> **The request**
Copy the entries from the line with "For practice, label the grass lawn" through the end of the entries, changing "paddle" to "oar" and leaving everything else unchanged.

====

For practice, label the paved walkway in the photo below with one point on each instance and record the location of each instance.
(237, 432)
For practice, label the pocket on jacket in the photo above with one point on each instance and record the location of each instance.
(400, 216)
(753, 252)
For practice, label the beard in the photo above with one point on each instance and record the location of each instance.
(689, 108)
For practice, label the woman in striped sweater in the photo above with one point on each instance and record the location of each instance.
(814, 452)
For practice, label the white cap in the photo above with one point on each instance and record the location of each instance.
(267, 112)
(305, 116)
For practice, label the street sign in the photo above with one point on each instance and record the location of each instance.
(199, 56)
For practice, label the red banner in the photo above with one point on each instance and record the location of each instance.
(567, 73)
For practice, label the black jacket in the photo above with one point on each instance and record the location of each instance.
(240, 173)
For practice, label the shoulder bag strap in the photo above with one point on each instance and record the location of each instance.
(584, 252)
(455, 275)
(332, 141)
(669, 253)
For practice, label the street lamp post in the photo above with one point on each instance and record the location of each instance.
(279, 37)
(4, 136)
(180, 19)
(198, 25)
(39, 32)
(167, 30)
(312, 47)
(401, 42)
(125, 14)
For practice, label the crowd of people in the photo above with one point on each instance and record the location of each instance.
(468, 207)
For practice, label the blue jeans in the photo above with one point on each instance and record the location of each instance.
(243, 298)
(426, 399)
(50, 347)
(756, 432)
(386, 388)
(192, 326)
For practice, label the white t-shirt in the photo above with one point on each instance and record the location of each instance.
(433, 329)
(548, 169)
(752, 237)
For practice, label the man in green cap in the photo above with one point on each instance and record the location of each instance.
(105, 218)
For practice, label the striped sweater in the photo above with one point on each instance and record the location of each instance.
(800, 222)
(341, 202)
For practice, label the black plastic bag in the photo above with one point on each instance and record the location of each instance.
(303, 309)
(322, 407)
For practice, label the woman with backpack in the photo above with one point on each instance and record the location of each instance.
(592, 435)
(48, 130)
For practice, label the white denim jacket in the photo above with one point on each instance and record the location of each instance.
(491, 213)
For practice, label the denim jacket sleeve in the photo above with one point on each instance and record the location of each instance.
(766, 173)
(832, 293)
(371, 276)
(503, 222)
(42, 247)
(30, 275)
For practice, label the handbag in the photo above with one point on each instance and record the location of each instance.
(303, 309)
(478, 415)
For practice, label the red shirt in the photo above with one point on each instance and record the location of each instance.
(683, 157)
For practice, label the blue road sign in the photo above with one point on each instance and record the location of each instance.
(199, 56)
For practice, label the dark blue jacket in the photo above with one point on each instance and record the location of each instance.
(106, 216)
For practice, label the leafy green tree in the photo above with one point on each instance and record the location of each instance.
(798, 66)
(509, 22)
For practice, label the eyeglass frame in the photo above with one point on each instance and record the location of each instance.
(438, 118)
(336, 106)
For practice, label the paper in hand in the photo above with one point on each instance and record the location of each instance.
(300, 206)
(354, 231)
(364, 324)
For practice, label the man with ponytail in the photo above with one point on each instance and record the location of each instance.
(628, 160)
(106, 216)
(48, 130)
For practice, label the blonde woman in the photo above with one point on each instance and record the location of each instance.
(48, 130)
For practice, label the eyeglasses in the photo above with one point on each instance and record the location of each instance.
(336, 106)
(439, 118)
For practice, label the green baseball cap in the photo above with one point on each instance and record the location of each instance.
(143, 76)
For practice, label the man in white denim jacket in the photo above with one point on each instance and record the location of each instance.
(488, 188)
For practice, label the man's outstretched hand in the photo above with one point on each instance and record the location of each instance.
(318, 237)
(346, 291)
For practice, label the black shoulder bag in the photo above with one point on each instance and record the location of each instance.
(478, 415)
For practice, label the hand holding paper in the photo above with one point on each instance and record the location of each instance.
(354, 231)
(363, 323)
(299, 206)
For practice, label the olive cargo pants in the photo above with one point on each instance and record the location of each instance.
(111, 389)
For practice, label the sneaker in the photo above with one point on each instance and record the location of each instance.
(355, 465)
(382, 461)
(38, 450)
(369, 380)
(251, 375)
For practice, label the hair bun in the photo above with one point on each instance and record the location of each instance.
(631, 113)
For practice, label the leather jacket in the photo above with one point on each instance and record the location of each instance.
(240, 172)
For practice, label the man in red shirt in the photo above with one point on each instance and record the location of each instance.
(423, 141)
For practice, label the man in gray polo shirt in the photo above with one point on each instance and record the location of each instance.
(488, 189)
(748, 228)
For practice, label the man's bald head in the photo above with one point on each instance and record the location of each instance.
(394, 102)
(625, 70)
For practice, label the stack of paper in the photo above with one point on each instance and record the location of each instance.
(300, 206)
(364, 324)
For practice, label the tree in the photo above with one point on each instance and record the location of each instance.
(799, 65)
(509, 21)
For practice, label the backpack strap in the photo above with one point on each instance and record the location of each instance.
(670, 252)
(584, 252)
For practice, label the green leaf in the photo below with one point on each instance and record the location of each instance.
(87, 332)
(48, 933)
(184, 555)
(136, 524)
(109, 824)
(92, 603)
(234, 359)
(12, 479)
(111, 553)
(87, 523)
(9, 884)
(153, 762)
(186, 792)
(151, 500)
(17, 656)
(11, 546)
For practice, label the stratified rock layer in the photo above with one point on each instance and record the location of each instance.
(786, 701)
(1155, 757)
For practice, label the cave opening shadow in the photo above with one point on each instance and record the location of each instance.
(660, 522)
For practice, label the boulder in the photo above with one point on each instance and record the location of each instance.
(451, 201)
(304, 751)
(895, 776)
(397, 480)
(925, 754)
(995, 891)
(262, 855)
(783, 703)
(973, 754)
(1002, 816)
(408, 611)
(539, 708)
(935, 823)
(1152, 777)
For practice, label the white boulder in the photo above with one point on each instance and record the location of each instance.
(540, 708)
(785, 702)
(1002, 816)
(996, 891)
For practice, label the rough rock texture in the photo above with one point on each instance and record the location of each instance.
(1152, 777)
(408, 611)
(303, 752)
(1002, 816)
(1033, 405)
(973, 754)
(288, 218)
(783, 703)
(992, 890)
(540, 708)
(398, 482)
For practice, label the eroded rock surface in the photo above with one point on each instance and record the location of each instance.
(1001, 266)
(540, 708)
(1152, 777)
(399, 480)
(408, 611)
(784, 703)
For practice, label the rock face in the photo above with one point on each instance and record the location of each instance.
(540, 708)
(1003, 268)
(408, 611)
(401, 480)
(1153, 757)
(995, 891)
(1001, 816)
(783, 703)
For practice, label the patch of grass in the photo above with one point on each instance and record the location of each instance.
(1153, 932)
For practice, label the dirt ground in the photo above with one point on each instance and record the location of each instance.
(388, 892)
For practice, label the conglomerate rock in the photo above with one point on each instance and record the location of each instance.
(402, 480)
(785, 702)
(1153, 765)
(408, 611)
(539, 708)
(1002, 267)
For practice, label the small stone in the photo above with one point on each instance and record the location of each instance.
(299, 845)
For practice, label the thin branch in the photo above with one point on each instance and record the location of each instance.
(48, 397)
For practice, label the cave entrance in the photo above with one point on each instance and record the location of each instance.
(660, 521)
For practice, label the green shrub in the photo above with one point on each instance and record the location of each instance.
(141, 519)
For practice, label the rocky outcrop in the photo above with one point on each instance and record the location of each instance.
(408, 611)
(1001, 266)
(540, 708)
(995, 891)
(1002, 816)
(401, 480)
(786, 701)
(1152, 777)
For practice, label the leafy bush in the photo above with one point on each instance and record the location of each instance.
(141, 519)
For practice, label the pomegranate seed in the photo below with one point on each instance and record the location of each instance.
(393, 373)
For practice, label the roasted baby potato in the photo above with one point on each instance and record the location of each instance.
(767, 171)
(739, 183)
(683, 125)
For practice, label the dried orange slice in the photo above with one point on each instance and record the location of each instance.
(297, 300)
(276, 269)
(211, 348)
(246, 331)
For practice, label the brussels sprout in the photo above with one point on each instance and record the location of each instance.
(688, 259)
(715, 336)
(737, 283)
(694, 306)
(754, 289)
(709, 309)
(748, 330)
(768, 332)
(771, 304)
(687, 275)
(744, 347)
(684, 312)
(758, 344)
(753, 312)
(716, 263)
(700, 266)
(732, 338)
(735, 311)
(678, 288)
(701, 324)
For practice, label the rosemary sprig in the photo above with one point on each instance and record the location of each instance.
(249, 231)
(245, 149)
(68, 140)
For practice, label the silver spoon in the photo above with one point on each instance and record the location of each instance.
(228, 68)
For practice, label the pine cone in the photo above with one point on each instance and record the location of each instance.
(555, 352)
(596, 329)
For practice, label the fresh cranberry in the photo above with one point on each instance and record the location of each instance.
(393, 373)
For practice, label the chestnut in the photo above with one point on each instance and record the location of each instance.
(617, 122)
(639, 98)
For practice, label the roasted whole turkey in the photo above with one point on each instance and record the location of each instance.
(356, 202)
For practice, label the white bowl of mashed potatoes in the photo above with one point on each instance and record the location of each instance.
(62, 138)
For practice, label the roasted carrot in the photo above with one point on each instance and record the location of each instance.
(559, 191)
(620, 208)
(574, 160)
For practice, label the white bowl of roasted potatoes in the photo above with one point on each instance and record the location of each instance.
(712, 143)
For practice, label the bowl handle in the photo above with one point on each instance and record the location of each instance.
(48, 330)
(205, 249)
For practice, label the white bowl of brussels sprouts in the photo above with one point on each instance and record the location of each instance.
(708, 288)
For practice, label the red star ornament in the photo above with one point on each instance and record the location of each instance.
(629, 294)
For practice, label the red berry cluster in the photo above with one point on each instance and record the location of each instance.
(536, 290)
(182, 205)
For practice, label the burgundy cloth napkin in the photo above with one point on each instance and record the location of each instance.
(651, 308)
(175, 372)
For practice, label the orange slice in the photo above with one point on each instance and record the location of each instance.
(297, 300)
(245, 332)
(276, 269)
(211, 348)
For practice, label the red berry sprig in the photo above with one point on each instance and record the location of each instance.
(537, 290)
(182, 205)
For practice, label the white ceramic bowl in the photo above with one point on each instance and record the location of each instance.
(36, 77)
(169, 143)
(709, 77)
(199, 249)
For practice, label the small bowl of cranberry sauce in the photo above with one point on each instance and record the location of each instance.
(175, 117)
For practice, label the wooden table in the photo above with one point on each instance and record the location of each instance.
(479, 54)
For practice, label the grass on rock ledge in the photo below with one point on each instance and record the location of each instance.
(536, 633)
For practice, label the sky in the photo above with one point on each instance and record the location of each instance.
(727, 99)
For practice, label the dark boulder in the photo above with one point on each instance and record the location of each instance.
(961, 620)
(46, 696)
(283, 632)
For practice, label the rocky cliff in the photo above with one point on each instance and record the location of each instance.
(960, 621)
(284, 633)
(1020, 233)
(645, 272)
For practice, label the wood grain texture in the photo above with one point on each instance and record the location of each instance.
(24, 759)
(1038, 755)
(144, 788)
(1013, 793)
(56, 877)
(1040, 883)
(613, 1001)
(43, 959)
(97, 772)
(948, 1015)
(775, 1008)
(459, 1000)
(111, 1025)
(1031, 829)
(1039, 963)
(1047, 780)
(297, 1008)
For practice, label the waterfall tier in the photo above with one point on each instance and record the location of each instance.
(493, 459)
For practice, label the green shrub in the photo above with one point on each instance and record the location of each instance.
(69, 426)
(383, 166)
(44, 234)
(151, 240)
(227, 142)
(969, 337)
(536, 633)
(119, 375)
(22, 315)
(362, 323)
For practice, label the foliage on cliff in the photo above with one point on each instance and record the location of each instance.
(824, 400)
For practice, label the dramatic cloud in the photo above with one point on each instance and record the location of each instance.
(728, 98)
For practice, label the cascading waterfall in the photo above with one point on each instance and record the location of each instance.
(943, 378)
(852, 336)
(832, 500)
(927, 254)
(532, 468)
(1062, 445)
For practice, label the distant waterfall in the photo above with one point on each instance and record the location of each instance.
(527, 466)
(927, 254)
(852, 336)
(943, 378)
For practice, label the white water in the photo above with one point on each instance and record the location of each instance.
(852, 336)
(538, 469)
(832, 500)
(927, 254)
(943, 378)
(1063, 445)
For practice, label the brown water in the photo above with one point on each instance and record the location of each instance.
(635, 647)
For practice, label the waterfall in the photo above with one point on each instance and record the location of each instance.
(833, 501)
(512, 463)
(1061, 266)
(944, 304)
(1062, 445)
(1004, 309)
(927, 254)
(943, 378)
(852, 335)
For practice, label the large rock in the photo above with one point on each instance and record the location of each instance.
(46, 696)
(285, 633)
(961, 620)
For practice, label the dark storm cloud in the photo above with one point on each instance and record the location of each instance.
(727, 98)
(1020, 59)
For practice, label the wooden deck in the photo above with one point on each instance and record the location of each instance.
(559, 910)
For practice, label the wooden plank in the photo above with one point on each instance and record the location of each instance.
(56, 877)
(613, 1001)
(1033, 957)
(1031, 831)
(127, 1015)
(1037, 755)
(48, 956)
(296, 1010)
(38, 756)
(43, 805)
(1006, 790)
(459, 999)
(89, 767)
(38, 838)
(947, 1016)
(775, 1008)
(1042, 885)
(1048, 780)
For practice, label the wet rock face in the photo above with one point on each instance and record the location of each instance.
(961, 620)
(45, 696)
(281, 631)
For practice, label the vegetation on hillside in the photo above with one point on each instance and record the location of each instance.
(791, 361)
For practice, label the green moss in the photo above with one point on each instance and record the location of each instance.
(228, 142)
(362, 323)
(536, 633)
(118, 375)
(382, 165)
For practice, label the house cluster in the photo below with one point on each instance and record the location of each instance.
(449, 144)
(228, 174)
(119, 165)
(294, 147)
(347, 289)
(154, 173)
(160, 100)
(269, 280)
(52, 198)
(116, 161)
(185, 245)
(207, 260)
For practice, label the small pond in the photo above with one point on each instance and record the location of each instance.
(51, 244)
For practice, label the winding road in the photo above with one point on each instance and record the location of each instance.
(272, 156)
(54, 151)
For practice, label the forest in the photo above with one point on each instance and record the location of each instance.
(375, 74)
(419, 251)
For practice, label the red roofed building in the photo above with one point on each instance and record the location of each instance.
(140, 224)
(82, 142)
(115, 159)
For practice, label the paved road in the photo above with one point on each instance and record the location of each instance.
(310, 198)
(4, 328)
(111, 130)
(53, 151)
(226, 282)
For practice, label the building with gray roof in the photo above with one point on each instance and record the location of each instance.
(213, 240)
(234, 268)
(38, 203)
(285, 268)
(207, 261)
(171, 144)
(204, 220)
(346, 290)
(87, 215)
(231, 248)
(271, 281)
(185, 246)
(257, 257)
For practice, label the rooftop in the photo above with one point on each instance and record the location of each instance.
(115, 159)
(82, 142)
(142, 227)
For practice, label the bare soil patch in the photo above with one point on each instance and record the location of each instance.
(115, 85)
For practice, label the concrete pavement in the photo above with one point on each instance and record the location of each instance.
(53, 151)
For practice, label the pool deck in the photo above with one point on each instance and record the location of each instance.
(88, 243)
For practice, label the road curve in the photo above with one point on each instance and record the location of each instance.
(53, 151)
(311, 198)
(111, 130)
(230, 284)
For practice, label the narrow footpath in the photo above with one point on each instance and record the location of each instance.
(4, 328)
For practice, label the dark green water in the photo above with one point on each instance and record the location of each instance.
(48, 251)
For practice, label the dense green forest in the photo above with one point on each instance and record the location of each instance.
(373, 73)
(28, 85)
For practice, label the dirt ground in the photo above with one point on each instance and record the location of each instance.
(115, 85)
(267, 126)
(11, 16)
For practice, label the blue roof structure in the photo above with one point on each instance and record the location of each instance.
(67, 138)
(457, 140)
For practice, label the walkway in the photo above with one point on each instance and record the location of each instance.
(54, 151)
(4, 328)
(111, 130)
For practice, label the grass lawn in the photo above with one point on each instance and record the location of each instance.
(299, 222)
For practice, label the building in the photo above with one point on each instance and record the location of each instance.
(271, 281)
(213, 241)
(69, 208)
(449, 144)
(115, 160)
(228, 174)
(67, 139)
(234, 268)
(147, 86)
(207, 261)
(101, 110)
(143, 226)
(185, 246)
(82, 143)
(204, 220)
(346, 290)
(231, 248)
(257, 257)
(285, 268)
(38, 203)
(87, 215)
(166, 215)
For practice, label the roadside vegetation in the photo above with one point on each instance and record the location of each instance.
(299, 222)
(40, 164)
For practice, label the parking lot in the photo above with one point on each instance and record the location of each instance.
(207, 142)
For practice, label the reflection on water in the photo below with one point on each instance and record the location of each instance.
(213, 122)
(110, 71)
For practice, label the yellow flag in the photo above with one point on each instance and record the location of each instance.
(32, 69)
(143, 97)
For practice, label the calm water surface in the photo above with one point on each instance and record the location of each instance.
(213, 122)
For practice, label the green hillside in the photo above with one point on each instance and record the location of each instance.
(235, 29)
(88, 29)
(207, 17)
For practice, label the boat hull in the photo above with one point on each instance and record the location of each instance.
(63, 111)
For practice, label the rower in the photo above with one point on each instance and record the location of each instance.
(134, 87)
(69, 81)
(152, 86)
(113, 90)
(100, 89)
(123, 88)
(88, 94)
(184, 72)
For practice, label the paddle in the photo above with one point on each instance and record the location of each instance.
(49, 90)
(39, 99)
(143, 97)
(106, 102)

====

> **Output for this exercise**
For practice, label the grass lawn in the photo above with one point on each instance and record the location of each instance.
(299, 222)
For practice, label the building in the photo above with one point on each instance and record the location of each instance.
(271, 281)
(213, 241)
(69, 208)
(449, 144)
(115, 160)
(228, 174)
(67, 139)
(234, 268)
(147, 86)
(207, 261)
(101, 110)
(143, 226)
(185, 246)
(82, 143)
(204, 220)
(346, 290)
(231, 248)
(257, 257)
(285, 268)
(38, 203)
(87, 215)
(166, 215)
For practice, label the roadside vegetation in the photo above with one point on each instance and record the location of each instance.
(299, 222)
(40, 164)
For practice, label the parking lot in the photo above with one point on each instance and record the location of each instance.
(207, 142)
For practice, label the reflection on water in the photo below with one point on each instance and record the location of each instance.
(213, 122)
(110, 71)
For practice, label the yellow flag in the photo above with one point on each instance and record the location of each instance.
(32, 69)
(143, 97)
For practice, label the calm water surface in the photo above with one point on each instance and record the location of each instance.
(213, 122)
For practice, label the green hillside in the photo above with one point on each instance and record the location of each instance.
(235, 29)
(88, 29)
(207, 17)
For practice, label the boat hull in the photo above with one point on each instance and record the location of each instance.
(63, 111)
For practice, label the rower in the photo above with one point on each instance and record the location of each instance.
(134, 87)
(69, 81)
(152, 86)
(113, 90)
(100, 89)
(123, 88)
(88, 94)
(184, 72)
For practice, label the oar in the photo above with one point on each instance and record the location of each instance.
(49, 90)
(39, 99)
(143, 97)
(106, 102)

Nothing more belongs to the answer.